Stated exercise |
Every line of the records must be repeated exactly; pictures stay out.

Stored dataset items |
## start
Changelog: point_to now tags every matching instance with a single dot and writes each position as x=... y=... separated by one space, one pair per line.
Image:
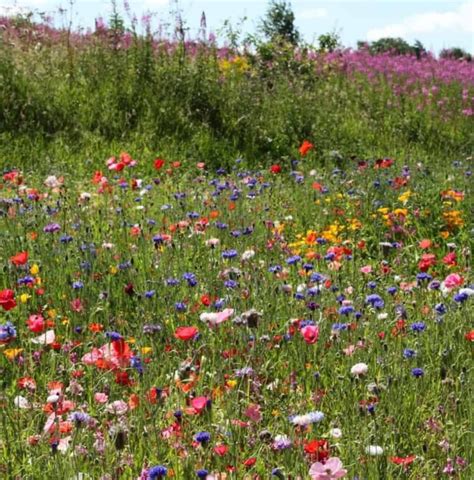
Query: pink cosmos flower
x=330 y=470
x=453 y=280
x=310 y=333
x=213 y=319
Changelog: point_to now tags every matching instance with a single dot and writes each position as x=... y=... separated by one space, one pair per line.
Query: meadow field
x=232 y=262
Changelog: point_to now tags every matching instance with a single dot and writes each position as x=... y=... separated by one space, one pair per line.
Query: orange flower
x=19 y=259
x=306 y=146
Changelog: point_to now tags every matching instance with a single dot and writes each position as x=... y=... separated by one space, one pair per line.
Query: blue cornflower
x=346 y=310
x=317 y=277
x=375 y=300
x=417 y=372
x=114 y=336
x=409 y=353
x=293 y=260
x=180 y=306
x=418 y=326
x=156 y=473
x=440 y=308
x=202 y=437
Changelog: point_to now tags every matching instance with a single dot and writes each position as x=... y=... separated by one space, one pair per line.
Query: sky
x=436 y=23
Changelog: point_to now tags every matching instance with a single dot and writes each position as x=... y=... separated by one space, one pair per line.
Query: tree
x=279 y=23
x=455 y=53
x=328 y=42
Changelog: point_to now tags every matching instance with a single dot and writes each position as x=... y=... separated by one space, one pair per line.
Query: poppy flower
x=19 y=259
x=7 y=299
x=186 y=333
x=158 y=163
x=403 y=460
x=317 y=449
x=305 y=147
x=221 y=450
x=310 y=333
x=330 y=470
x=36 y=323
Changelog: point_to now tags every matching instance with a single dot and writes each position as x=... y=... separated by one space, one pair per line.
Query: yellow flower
x=24 y=297
x=34 y=270
x=12 y=353
x=404 y=197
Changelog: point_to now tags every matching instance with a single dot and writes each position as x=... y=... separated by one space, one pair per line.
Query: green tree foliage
x=279 y=23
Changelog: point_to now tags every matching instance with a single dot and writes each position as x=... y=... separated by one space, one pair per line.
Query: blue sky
x=436 y=23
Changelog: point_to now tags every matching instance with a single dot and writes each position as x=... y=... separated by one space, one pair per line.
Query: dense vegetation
x=275 y=281
x=69 y=97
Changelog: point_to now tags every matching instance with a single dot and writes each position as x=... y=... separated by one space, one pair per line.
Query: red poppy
x=26 y=383
x=383 y=163
x=305 y=148
x=469 y=336
x=250 y=462
x=19 y=259
x=158 y=163
x=198 y=404
x=402 y=460
x=97 y=177
x=36 y=323
x=186 y=333
x=317 y=449
x=427 y=261
x=7 y=299
x=221 y=450
x=450 y=259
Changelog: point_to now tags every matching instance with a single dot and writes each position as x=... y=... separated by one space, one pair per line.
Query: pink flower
x=253 y=412
x=328 y=471
x=310 y=333
x=453 y=280
x=100 y=397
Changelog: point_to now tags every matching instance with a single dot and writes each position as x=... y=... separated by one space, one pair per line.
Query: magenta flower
x=328 y=471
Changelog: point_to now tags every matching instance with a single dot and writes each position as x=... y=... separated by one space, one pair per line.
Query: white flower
x=85 y=196
x=52 y=182
x=212 y=242
x=248 y=254
x=307 y=419
x=359 y=369
x=21 y=402
x=374 y=450
x=53 y=398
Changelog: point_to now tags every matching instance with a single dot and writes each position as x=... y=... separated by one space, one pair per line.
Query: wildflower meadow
x=228 y=264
## end
Solution |
Changelog: point_to now tags every matching instance with a single dot and writes each position as x=... y=... separated by one space, one pair per line.
Image:
Query: pink cosmos flower
x=330 y=470
x=453 y=280
x=310 y=333
x=213 y=319
Changelog: point_to now tags every matching instance with a single dot and writes each position as x=... y=... separated by one space, one pair per line.
Query: meadow field
x=232 y=262
Changelog: point_to now tags every matching instance with a single dot and writes each position as x=... y=... separated by one space, one pair per line.
Query: orange flower
x=19 y=259
x=306 y=146
Changelog: point_to now tags every matching instance with a single dot and writes each position as x=... y=... separated by one space, one pair per line.
Query: blue cornflower
x=346 y=310
x=317 y=277
x=375 y=300
x=417 y=372
x=114 y=336
x=409 y=353
x=293 y=260
x=180 y=306
x=418 y=326
x=156 y=473
x=440 y=308
x=202 y=437
Changelog: point_to now tags every matching instance with a single dot and writes each position as x=... y=... separated by one space, one pair per line.
Query: sky
x=436 y=23
Changelog: point_to now tags every matching instance with a single dot and writes each position as x=... y=... separated by one space, one pair per line.
Query: tree
x=279 y=23
x=455 y=53
x=328 y=42
Changelog: point_to now tags every matching instance with a single dot and writes each position as x=... y=... separated by one space, one pair per line.
Query: poppy flower
x=19 y=259
x=7 y=299
x=186 y=333
x=158 y=163
x=403 y=460
x=317 y=449
x=305 y=147
x=221 y=450
x=310 y=333
x=330 y=470
x=36 y=323
Changelog: point_to now tags every matching instance with a single dot and writes each position as x=... y=... separated by one space, one pair per line.
Query: yellow flower
x=24 y=297
x=34 y=270
x=12 y=353
x=404 y=197
Changelog: point_to now tags every matching instance with a single dot and writes each position as x=... y=... separated by one space, one pair per line.
Query: green tree foliage
x=279 y=23
Changelog: point_to now tags every matching instance with a single dot and writes each position as x=... y=... separated by one space, one pair per line.
Query: blue sky
x=436 y=23
Changelog: point_to now tags every matching instance with a single dot and writes each position as x=... y=... separated by one space, one pair per line.
Query: dense vegetation
x=275 y=281
x=69 y=97
Changelog: point_to now tags every matching instance with a single dot and writes each position as x=... y=... separated by one space, one pair per line.
Query: red poppy
x=26 y=383
x=383 y=163
x=305 y=148
x=469 y=336
x=250 y=462
x=19 y=259
x=158 y=163
x=198 y=404
x=402 y=460
x=97 y=177
x=36 y=323
x=186 y=333
x=317 y=449
x=427 y=261
x=7 y=299
x=221 y=450
x=450 y=259
Changelog: point_to now tags every matching instance with a single dot and writes each position as x=... y=... separated by one space, one pair per line.
Query: pink flower
x=253 y=412
x=328 y=471
x=310 y=333
x=453 y=280
x=100 y=397
Changelog: point_to now tags every matching instance with a single dot and writes each position as x=... y=... separated by one space, one pair per line.
Query: magenta flower
x=328 y=471
Changelog: point_to now tags every matching instance with a single dot and writes each position as x=... y=... separated by one space, one pair per line.
Query: white flower
x=85 y=196
x=52 y=182
x=212 y=242
x=248 y=254
x=307 y=419
x=359 y=369
x=21 y=402
x=374 y=450
x=53 y=398
Changelog: point_to now tags every matching instance with a single dot and writes each position as x=... y=... separated by one space, one pair per line.
Query: wildflower meadow
x=228 y=264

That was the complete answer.